> [Work required] Once the line containing "Keypoint guideline: for each instance of the red protest" is found, copy that line and all remaining lines of the records exactly, including the last one, and add nothing.

> [Dataset excerpts]
Start of Block

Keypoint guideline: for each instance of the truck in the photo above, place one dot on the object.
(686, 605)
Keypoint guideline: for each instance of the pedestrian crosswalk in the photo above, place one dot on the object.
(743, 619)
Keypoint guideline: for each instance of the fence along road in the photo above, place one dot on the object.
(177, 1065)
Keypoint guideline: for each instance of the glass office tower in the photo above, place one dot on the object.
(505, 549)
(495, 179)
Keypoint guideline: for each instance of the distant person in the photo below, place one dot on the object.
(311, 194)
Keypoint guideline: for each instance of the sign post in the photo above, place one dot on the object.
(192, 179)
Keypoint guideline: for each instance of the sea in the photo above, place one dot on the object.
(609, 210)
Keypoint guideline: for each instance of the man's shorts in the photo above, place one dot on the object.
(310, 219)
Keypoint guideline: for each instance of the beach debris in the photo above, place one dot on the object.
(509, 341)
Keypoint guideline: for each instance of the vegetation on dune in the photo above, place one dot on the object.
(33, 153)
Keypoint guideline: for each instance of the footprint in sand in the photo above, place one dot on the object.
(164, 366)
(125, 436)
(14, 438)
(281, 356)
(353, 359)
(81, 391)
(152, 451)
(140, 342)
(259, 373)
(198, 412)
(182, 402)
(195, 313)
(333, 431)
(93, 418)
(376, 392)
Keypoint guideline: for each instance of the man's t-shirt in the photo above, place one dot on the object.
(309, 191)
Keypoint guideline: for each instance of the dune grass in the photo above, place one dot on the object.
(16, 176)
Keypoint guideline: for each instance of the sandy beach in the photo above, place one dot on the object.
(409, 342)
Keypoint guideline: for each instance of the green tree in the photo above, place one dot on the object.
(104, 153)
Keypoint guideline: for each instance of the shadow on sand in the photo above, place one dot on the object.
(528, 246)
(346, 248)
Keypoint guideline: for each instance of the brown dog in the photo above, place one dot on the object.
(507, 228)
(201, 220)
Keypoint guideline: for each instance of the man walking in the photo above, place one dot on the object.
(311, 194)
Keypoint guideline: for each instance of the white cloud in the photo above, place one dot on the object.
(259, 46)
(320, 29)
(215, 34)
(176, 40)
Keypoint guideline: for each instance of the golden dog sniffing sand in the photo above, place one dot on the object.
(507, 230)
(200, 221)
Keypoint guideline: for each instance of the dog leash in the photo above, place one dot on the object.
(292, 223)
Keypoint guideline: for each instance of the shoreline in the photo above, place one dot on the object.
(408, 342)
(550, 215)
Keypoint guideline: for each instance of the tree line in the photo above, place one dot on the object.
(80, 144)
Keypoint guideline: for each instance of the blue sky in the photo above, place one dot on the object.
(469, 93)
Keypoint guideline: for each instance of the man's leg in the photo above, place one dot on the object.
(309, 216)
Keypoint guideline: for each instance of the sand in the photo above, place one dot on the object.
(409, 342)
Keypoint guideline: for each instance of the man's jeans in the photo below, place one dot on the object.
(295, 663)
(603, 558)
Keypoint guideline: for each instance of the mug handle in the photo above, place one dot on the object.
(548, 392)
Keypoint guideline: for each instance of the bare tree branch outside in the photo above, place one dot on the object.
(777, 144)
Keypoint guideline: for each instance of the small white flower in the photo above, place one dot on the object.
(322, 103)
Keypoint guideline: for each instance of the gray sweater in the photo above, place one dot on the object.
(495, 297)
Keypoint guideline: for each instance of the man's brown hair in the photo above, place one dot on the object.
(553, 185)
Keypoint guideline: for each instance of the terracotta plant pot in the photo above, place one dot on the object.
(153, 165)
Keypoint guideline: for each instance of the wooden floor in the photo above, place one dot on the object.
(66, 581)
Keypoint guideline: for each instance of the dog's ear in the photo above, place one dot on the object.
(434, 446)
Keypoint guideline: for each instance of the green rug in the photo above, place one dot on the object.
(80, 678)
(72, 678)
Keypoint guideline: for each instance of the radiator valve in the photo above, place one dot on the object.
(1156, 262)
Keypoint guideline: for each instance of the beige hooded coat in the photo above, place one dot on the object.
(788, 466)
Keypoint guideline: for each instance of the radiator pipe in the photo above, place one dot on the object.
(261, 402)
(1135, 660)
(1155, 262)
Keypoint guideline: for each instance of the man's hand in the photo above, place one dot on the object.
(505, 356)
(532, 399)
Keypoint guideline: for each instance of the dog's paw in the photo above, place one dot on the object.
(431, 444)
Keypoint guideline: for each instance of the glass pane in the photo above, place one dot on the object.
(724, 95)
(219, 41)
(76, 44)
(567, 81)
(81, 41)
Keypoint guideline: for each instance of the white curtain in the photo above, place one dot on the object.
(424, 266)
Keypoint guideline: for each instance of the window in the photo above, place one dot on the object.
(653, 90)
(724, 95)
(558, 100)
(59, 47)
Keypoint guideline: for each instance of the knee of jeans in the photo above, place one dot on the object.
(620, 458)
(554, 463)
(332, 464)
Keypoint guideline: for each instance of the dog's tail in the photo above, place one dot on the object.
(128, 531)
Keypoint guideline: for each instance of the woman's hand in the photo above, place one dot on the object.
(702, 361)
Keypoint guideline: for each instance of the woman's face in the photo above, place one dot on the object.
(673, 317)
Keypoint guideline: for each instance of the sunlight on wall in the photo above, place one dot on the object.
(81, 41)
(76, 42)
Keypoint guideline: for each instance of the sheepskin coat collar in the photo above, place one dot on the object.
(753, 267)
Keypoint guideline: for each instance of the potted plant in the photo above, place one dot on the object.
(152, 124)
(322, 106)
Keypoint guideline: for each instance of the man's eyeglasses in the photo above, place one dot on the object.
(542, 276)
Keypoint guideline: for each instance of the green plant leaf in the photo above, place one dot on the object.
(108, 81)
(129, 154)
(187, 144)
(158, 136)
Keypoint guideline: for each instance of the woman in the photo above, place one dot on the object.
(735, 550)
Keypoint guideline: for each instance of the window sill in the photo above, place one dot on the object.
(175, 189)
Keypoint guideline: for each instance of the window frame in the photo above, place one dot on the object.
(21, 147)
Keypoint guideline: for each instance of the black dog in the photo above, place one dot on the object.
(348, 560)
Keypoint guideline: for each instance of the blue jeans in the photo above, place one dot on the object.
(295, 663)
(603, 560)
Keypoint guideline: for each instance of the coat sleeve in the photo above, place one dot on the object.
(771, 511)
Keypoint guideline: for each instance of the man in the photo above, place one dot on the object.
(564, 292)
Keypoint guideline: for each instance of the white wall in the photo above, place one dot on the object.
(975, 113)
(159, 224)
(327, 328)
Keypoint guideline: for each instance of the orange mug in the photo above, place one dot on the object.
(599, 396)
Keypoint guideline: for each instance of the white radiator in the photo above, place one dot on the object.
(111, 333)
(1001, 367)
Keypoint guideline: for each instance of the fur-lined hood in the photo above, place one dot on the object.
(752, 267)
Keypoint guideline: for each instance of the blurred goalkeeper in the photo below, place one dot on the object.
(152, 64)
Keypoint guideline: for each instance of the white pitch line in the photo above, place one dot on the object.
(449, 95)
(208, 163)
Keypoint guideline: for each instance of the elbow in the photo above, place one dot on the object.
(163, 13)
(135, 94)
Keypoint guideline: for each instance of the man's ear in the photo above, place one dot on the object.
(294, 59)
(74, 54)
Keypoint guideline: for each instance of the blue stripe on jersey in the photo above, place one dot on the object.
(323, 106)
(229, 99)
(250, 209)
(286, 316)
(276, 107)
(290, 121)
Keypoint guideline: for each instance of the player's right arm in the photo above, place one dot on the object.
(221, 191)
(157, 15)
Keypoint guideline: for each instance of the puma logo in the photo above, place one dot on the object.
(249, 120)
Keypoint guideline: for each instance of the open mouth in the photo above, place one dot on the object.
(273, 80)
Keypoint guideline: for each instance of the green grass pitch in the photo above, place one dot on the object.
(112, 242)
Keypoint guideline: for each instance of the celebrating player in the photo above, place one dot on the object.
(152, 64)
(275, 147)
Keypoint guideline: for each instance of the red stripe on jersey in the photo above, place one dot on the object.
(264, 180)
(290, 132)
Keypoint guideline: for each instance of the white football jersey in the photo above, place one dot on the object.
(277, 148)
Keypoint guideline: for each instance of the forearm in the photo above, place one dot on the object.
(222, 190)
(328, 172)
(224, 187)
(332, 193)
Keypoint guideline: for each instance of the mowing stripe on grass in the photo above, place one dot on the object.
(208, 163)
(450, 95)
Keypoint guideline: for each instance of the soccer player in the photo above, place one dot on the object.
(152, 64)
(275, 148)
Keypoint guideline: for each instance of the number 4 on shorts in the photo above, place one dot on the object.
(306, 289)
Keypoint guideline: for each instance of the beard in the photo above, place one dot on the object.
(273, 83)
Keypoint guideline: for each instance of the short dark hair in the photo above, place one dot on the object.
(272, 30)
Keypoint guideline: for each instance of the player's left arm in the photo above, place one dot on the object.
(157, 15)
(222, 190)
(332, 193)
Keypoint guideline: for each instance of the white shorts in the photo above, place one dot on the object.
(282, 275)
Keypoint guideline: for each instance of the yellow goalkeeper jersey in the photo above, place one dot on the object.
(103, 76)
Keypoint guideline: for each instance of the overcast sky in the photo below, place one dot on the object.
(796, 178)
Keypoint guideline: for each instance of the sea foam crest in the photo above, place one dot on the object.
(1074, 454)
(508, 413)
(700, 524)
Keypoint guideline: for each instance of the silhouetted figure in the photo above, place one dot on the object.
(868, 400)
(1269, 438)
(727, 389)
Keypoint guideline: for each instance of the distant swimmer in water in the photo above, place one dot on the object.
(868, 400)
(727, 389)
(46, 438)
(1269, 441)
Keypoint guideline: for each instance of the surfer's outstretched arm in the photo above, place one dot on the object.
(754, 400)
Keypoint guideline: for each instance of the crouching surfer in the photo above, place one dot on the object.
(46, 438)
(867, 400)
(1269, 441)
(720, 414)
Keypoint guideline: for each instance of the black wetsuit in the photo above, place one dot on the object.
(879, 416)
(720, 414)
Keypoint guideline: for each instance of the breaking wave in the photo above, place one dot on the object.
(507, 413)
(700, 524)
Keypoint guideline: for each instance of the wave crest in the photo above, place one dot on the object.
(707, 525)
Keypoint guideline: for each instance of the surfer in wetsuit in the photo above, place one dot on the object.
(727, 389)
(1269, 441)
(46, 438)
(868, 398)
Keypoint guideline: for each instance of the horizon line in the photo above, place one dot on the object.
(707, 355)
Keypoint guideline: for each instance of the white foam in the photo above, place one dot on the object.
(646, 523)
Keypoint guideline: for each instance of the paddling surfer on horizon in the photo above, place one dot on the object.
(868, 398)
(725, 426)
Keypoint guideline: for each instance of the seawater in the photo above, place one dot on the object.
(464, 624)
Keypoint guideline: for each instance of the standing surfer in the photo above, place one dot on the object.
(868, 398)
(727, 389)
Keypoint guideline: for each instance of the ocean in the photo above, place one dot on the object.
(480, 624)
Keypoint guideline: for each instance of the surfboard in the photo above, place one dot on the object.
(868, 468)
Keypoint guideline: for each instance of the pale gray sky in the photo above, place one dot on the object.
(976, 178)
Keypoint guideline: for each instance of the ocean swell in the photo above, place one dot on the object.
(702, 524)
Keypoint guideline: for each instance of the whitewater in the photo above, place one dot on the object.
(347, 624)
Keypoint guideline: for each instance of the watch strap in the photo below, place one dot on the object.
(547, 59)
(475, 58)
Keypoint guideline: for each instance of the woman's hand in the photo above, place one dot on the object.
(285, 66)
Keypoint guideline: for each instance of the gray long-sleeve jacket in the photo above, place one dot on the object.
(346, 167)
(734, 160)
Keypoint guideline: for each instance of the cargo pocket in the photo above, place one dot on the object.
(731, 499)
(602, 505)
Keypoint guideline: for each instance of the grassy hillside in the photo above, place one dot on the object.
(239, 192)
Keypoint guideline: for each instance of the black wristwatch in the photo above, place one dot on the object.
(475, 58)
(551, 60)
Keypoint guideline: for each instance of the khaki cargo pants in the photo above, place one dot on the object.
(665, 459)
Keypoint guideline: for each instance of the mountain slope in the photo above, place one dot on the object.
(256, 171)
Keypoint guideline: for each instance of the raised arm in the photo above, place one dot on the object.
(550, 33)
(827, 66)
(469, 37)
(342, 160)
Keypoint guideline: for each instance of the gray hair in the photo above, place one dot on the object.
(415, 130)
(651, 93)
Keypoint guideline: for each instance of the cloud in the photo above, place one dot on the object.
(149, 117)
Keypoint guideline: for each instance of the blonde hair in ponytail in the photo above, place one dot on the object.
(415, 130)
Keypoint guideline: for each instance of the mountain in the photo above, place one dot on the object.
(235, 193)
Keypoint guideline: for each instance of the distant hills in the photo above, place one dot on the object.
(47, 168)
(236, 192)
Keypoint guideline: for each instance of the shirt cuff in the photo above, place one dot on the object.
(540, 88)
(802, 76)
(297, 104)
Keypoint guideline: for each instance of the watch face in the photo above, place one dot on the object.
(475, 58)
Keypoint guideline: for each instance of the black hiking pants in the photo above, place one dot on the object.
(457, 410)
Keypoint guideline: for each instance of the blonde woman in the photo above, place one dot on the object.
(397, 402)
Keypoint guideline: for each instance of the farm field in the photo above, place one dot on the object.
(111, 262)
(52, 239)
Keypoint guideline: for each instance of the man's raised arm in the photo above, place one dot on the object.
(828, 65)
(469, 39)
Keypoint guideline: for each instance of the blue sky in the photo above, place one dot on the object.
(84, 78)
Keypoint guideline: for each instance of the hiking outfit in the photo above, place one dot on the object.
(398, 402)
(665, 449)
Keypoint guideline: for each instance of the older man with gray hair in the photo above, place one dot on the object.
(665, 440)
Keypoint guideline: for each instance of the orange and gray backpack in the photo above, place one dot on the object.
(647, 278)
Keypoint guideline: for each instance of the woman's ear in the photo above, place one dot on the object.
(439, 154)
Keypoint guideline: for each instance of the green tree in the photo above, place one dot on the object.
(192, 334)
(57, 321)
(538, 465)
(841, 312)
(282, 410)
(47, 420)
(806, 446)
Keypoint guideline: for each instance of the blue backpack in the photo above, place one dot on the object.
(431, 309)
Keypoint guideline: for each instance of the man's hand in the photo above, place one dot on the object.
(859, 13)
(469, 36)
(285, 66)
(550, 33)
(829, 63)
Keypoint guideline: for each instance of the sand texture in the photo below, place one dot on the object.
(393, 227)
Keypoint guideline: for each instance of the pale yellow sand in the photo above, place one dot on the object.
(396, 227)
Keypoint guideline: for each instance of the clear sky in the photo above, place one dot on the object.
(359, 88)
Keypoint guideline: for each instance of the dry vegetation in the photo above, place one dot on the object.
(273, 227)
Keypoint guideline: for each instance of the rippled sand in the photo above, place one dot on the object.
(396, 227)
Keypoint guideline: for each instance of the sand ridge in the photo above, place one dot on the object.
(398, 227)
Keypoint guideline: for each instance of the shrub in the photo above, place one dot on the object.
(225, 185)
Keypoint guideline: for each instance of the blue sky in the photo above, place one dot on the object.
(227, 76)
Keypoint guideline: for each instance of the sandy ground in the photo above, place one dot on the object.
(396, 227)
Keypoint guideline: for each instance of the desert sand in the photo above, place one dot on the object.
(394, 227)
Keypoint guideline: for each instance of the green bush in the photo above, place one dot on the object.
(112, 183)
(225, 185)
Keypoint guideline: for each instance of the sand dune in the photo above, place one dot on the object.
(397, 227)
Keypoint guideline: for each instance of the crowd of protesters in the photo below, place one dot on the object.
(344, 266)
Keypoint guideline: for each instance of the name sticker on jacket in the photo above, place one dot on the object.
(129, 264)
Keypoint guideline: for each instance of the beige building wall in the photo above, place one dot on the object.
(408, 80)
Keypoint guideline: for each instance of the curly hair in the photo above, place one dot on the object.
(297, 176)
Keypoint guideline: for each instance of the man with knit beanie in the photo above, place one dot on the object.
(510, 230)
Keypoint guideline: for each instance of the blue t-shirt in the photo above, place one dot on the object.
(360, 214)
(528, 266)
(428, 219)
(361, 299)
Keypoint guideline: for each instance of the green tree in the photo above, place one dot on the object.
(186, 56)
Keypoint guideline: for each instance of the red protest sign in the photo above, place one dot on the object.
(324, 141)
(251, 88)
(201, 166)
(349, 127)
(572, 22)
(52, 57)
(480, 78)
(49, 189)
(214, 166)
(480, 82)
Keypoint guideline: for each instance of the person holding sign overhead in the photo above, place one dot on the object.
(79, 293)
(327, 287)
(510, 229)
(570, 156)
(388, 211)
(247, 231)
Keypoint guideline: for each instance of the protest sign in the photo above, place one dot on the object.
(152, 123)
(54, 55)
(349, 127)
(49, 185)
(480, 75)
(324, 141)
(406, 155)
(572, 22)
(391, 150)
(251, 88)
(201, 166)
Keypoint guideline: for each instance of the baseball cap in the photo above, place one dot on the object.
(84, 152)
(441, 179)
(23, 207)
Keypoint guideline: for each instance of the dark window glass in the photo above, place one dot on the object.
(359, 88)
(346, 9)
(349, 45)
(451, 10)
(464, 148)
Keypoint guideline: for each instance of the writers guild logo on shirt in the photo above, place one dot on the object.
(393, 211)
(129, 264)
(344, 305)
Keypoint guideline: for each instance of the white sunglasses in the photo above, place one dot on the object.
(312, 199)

End of Block

> [Task response]
Keypoint guideline: for each instance of the red protest sign in the photo above, place one dot on the object.
(324, 141)
(251, 88)
(201, 166)
(349, 127)
(572, 22)
(52, 57)
(480, 78)
(49, 189)
(214, 166)
(480, 82)
Keypoint guideline: for each instance of the person holding sign overhead in the photo above, place one dot on the object.
(79, 293)
(327, 287)
(510, 229)
(570, 156)
(388, 211)
(247, 231)
Keypoint guideline: for each instance of the protest sign in the photo above, place one dot on the object.
(152, 123)
(54, 55)
(349, 127)
(49, 185)
(480, 75)
(324, 141)
(406, 155)
(572, 22)
(391, 150)
(251, 88)
(201, 166)
Keypoint guideline: for each instance of the baseball cap in the photo above, place one dot on the object.
(84, 152)
(441, 179)
(23, 207)
Keypoint guideline: for each instance of the dark window glass in the photo above, place one dot on the object.
(359, 88)
(346, 9)
(349, 45)
(451, 10)
(464, 148)
Keypoint guideline: for each instance of the writers guild logo on shirt in the photo above, place one dot on the object.
(393, 211)
(129, 264)
(344, 305)
Keypoint guideline: for each instance of the white sunglasses in the photo above, place one dot on the object.
(312, 199)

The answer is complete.